◆ Information shown

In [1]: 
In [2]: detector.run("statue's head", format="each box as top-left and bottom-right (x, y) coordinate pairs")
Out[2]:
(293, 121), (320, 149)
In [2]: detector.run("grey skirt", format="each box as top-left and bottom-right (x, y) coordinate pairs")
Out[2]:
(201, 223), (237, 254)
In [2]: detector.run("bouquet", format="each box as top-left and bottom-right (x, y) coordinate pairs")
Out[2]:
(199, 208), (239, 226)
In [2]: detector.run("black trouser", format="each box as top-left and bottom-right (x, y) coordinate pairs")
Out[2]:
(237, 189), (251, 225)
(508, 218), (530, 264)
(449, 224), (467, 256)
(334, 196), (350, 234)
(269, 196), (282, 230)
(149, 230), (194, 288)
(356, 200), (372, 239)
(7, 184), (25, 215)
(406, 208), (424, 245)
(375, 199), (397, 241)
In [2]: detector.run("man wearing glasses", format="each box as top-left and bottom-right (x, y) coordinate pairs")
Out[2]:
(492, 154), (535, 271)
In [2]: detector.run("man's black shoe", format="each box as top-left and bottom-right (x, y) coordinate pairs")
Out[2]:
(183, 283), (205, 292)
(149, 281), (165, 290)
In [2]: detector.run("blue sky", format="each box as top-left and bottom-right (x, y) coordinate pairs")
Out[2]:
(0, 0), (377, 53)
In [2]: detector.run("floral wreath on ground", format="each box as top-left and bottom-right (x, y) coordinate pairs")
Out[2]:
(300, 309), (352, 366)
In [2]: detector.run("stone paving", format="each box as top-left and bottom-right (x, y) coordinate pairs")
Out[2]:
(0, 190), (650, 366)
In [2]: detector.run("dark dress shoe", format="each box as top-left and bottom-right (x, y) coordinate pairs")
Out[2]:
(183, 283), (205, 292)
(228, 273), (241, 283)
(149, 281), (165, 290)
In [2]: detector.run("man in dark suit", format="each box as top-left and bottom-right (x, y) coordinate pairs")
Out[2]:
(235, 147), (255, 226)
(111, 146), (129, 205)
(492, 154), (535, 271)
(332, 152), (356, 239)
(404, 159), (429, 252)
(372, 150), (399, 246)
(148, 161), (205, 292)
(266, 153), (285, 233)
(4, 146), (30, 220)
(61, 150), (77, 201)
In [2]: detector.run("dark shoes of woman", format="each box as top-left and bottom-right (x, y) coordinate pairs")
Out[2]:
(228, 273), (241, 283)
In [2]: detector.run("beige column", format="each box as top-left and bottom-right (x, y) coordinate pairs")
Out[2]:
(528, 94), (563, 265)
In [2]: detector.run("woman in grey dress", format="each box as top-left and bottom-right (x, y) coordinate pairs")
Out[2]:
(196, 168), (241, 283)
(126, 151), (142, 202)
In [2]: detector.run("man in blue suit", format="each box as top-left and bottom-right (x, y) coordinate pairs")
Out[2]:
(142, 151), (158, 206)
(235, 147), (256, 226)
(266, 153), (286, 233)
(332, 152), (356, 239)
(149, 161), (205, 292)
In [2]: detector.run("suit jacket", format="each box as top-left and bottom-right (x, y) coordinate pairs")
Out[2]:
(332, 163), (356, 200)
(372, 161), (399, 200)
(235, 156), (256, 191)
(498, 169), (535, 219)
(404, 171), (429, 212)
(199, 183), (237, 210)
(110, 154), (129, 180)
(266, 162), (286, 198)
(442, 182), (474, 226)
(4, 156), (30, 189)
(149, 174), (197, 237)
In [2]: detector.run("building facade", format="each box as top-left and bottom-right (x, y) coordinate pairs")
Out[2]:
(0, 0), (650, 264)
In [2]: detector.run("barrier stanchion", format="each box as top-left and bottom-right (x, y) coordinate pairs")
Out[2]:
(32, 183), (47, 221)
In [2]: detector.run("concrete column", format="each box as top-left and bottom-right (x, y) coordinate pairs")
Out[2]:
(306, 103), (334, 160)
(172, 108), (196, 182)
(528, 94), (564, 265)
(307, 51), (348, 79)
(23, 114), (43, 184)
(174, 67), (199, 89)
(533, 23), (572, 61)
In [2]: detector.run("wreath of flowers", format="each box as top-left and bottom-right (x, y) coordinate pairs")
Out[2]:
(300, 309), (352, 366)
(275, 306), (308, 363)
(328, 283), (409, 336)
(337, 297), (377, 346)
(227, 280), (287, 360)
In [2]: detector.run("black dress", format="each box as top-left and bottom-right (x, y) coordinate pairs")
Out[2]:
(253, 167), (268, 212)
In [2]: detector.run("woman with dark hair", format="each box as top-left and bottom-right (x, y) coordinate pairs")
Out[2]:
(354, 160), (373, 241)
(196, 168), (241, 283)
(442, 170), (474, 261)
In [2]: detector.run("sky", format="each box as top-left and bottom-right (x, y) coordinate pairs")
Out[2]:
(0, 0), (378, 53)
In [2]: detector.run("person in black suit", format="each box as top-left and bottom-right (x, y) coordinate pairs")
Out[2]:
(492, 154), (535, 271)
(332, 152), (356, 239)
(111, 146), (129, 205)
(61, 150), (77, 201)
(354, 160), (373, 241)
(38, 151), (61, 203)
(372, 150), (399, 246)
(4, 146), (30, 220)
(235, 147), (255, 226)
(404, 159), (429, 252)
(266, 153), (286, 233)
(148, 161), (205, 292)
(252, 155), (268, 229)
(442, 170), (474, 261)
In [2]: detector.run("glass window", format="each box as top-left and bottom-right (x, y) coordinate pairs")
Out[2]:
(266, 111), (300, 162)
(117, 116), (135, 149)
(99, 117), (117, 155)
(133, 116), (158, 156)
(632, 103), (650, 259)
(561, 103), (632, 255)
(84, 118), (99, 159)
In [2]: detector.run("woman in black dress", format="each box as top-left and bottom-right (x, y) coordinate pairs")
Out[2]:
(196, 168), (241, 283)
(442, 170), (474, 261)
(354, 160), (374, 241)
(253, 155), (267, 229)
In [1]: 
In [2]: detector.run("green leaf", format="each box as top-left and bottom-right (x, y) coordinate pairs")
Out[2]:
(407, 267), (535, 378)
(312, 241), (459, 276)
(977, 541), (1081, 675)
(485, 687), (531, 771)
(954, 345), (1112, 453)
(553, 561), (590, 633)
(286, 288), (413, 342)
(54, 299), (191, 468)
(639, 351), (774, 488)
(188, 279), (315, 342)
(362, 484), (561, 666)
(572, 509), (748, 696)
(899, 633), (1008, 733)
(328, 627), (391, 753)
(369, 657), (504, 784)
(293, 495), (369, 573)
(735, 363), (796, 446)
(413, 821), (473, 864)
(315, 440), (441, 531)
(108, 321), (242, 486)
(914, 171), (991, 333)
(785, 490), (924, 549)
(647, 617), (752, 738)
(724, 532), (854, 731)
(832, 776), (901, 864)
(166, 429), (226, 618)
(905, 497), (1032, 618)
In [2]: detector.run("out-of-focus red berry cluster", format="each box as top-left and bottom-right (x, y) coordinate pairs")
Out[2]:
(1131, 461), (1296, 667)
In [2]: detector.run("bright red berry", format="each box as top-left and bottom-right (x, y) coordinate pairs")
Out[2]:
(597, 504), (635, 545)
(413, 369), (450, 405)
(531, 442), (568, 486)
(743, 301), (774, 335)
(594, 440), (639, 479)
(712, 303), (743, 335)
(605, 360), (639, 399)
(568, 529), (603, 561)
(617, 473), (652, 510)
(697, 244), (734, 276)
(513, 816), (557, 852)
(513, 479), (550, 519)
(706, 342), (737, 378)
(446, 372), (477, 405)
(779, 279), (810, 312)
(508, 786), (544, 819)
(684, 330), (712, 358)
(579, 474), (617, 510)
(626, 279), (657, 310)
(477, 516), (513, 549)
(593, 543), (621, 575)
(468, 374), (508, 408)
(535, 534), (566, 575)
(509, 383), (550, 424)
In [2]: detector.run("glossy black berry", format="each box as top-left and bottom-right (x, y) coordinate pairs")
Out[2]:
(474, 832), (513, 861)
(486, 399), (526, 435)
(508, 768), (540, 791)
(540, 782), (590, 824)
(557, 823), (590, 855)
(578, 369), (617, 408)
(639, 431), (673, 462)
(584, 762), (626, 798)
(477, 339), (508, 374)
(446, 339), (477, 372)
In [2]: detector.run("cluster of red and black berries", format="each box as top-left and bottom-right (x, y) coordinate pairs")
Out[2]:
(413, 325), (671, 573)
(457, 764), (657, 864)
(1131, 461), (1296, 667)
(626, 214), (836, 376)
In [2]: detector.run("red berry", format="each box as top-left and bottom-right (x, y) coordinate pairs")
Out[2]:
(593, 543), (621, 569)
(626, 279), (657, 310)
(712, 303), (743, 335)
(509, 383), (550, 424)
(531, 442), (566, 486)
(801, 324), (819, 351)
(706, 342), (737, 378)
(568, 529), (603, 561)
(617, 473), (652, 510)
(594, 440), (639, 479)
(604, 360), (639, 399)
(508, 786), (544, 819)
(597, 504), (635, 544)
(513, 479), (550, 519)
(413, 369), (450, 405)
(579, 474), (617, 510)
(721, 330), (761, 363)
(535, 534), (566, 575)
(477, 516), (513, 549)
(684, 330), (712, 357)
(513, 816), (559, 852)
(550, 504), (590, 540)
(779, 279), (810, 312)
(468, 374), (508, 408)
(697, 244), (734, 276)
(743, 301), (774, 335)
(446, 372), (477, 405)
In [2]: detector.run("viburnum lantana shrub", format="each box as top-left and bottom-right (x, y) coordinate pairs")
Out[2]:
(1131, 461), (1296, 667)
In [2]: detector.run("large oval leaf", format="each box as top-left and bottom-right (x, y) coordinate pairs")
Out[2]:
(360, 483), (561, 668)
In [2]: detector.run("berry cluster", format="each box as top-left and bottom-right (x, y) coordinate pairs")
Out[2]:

◆ Problem statement
Pull out every line of the records above that contains the word "leaf".

◆ Task result
In [2]: detector.run("green leaf", format="each box as top-left and bottom-right (x, y) coordinate pairs")
In [2]: detector.run("large oval leaf", format="each box as top-left and bottom-right (x, y) coordinate pairs")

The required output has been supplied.